● Source excerpt:
· · · · · · ·
Common Core Standards and its impact on literacy
As states across the country begin to administer tests aligned to Common Core State Standards, many people are still trying to understand the standards and the impact on students. There are passionate conversations happening at the school level among teachers, administrators, parents, and students trying to learn what these new standards are designed to achieve.
To help further these conversations and foster greater understanding, especially in the disciplines of reading and writing, we have asked Pam Allyn, world-renowned expert in home and school literacy connections, to conduct a four-part podcast series. She will help clarify the origin of the standards, as well as, how they help to build the skills needed for students to be engaged citizens today and in the future.
In this podcast, Pam explains how the common core standards are meant to guide learning experiences, not to constrain the creativity of teachers or students. Pam explains, “So sometimes when teachers get anxious, and for good reason, they wonder, ‘Uh oh, am I going to be constrained?’ We should rest easy that the standards, if you read them carefully, you will see that they are pretty flexible. If you have something special that you like to do in your classroom each day or that you like to do something really creative, or you like to read a certain book with your children, there is plenty of breathing room for all of that.”
Listen in as she describes how the standards are being used to develop critical thinking and reasoning skills as well as good written and oral communication skills. This installment is the first of four podcasts. In the coming weeks Pam will talk about the “four doors” of the standards, the art of close reading, and the strength of assessments.
(See below for full transcript)
Listen to the second podcast: The Four Doors of Common Core State Standards.
Listen to the third podcast: The Art of Close Reading.
Listen to the fourth podcast: Assessments and their Strength to Improve Literacy.
About Pam Allyn
Pam Allyn is a world-renowned literacy expert, author, and motivational speaker. She is the founding director of LitWorld, a global literacy initiative serving children across the United States and in more than 60 countries, and LitLife, a cutting-edge consulting group working with schools to enrich best practice teaching methods and building curriculum for reading and writing. She has written many books including an English/Language Arts Core Ready series that offers teachers ideas to make the most of their time in the classroom.
Pam received the 2013 Scholastic Literacy Champion Award, and is Scholastic’s Open a World of Possible Ambassador. She is a spokesperson for BIC Kids, championing BIC’s 2014 “Fight For Your Write” campaign. Pam was selected as a mentor for the 2013 Bush Institute’s Women’s Initiative Fellowship to help young Egyptian women develop leadership skills. She was chosen as an inaugural W.K. Kellogg Foundation Fellow in April 2014, becoming a part of a national cohort of 20 fellows focusing on racial healing and equity. She is on the Advisory Boards of the Amherst College Center for Community Engagement, James Patterson’s ReadKiddoRead, the Pearson Foundation’s We Give Books, and the Millennium Cities Initiative Social Sector.
Host: Welcome to today’s podcast. I am Lauren McDonough, editorial director for Pearson’s Teaching & Learning blog. I am thrilled to announce the first podcast in our four-part series on Common Core State Standards featuring world renowned literacy expert, author and motivational speaker, Pam Allyn. In today’s podcast, Pam will give us an overview of the Common Core Standards and their impact on teachers and learners in today’s classrooms. Pam?
· · · · · · ·
● Record extracts:
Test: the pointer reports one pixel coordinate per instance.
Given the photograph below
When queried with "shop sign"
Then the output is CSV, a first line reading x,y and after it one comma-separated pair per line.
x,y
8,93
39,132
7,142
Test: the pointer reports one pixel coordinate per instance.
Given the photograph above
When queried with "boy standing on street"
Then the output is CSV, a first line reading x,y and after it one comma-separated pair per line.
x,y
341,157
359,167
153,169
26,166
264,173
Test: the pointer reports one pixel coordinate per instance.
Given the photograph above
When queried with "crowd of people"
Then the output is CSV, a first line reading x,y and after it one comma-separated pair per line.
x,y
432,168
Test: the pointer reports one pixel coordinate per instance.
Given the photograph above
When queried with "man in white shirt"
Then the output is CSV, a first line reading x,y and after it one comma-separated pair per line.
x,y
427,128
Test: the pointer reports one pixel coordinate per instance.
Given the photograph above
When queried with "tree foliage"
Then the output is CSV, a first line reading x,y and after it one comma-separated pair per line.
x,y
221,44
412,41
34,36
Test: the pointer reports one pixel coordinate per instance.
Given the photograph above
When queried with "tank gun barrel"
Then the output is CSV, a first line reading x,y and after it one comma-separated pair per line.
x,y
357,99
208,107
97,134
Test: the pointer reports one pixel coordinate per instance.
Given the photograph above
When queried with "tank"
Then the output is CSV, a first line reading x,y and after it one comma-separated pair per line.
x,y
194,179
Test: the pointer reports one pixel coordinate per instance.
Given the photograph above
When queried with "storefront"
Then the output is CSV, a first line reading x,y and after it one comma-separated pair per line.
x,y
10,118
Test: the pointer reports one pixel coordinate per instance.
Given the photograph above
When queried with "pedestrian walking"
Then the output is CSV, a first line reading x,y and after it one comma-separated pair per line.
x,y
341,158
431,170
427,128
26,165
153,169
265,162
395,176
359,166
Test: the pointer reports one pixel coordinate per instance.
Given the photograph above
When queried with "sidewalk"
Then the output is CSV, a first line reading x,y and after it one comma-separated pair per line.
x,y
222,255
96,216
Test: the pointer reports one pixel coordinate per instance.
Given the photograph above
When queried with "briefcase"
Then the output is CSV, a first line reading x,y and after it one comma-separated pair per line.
· · · · · · ·
Return, word for word, the part of the Common Core podcast page that opens with the words containing "Pam received the" and closes with "Initiative Social Sector.".

● Written answer:
Pam received the 2013 Scholastic Literacy Champion Award, and is Scholastic’s Open a World of Possible Ambassador. She is a spokesperson for BIC Kids, championing BIC’s 2014 “Fight For Your Write” campaign. Pam was selected as a mentor for the 2013 Bush Institute’s Women’s Initiative Fellowship to help young Egyptian women develop leadership skills. She was chosen as an inaugural W.K. Kellogg Foundation Fellow in April 2014, becoming a part of a national cohort of 20 fellows focusing on racial healing and equity. She is on the Advisory Boards of the Amherst College Center for Community Engagement, James Patterson’s ReadKiddoRead, the Pearson Foundation’s We Give Books, and the Millennium Cities Initiative Social Sector.